EXCERPT »

* Begin *

At some point during the third act of Star Trek Into Darkness, I realized that I actually was bored. In the midst of whatever number it was of the countless series of over-energized set pieces which comprise the film, I realized that I actually had tuned out and mentally drifted away. When the movie was over, I dubbed it “okay, at best”. By the time I got home, I’d moved on through “let down” and fully into disappointment.
This wasn’t a Star Trek movie, it was another anonymous and disposable summer action flick that had managed to secure the brand for a little extra geek cachet, to assuage the hardcore niche while appealing to a wider audience that just wants to be sensorily barraged for over two hours. Sound and fury signifying not nothing, but surely very little.
There’s nothing inherently wrong with a summer blockbuster full of sound and fury, but there’s no reason for it to be called Star Trek.
I felt mostly as if I had been forced to watch a Transformers-era Michael Bay picture, and then understood why when I discovered that Roberto Orci and Alex Kurtzman wrote his Transformers movies, and I wept into the nostalgia for my Star Trek-infused youth.
Lost in all of this pressing need to be on the go and on the move at all times was the room for when “nothing happens”, those spaces in which “nothing happens” typically being where most of the real stuff actually happens in a story. I find myself comparing the Orci/Kurtzman approach to story to that of, say, Joss Whedon, who mostly views set pieces as the connective tissue between the “nothing happens” parts where things actually happen. In comparison, Orci, Kurtzman, and Lindeloff seem to view the “nothing happens” parts as the connective tissue between set pieces, and is meant to be dispensed with as quickly, artlessly, and emptily as possible. Mostly by employing shorthand. Signifiers rather than the significant.

* End *

SUPPLIED DATA »
* Begin *

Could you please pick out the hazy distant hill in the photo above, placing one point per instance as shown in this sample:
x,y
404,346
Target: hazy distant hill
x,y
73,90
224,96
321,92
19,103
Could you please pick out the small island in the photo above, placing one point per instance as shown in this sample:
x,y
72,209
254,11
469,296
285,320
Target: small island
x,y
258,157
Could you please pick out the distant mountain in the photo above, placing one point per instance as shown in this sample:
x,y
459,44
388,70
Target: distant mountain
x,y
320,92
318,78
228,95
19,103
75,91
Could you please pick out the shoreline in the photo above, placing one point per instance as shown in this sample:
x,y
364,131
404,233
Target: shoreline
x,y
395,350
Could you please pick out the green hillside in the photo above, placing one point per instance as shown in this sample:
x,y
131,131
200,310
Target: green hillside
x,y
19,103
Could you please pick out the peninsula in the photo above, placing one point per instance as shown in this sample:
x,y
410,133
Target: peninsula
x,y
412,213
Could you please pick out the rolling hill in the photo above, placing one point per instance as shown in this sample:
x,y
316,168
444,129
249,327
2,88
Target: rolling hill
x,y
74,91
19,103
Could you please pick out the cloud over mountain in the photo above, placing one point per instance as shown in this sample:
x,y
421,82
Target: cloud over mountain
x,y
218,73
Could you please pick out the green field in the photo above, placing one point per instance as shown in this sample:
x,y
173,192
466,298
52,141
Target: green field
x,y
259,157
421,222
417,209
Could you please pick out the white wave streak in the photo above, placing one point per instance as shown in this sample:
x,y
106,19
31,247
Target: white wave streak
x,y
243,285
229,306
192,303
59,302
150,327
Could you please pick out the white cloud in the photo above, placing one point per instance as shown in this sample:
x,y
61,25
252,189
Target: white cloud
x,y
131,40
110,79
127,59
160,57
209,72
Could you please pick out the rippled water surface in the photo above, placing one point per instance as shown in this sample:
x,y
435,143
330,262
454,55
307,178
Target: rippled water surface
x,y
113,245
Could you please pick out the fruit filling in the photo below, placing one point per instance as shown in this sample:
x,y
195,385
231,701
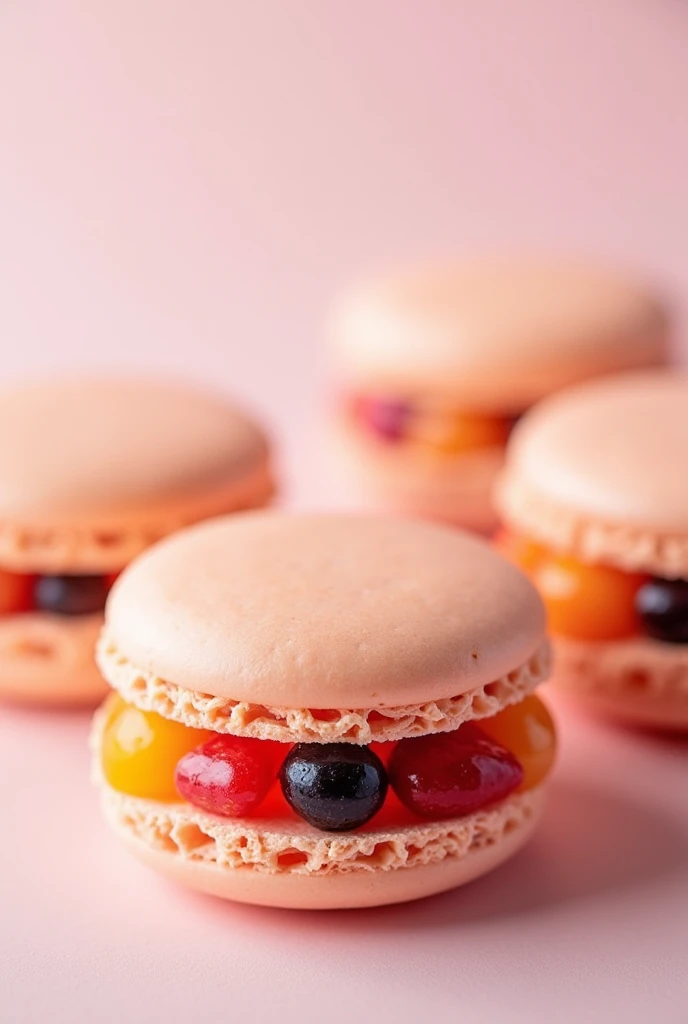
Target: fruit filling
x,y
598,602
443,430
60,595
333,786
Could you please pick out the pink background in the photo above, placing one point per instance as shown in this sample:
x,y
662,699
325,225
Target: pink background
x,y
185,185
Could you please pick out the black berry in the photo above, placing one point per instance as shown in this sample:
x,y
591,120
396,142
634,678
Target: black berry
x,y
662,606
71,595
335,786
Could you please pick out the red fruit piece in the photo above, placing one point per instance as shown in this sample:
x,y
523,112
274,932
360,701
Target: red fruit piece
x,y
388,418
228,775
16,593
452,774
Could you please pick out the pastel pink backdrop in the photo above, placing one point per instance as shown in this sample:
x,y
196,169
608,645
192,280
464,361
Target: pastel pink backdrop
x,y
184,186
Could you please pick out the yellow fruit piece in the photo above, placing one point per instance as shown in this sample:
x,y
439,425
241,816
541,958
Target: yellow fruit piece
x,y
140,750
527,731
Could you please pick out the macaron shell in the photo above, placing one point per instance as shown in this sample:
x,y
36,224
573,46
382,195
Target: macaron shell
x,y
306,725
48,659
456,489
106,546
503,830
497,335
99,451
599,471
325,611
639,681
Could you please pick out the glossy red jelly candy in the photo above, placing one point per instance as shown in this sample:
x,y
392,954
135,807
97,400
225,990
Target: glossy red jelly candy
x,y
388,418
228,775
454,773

* End *
* Begin *

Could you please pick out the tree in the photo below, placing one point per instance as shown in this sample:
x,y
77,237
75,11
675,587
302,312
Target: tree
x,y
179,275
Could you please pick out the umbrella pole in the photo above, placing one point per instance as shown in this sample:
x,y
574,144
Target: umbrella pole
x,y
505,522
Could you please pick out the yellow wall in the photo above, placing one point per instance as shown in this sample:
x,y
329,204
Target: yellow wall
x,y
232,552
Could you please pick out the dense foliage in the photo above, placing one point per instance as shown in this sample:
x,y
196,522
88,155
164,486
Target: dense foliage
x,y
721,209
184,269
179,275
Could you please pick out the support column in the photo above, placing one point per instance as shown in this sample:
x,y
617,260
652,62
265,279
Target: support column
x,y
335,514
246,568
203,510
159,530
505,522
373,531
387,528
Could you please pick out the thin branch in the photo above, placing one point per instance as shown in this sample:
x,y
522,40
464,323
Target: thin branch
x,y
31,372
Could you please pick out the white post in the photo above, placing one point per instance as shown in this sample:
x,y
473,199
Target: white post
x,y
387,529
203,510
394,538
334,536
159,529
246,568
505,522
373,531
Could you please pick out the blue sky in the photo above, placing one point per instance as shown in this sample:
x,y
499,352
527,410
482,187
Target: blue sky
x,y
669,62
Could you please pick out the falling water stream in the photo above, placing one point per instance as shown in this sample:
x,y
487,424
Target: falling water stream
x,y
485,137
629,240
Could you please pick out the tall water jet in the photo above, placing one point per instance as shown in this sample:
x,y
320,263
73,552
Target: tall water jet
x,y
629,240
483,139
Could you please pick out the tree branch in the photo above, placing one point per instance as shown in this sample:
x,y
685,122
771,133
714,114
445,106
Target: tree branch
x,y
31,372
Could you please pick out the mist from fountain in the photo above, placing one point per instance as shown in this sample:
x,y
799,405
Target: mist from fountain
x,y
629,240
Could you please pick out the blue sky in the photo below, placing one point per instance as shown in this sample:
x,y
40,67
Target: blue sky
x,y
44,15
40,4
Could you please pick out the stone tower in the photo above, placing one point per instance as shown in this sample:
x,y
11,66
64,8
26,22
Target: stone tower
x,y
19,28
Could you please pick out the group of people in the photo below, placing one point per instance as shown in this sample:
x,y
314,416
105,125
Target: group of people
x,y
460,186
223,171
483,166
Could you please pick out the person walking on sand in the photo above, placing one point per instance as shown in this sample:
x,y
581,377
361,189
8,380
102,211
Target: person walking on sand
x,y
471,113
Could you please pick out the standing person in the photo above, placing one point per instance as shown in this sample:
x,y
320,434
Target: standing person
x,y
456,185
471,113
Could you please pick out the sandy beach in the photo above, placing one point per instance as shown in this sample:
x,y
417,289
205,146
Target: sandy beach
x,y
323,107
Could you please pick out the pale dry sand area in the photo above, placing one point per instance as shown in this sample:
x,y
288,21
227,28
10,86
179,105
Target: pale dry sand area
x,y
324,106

* End *

AIM 1 »
In the review, who wrote Michael Bay's Transformers movies?
AIM 2 »
Identify every line of the entries that contains the word "rippled", matching its case.
The review and the entries are unrelated to each other.

WRITTEN SOLUTION 1 »
Roberto Orci and Alex Kurtzman.

WRITTEN SOLUTION 2 »
Could you please pick out the rippled water surface in the photo above, placing one point per instance as shown in this sample:
Target: rippled water surface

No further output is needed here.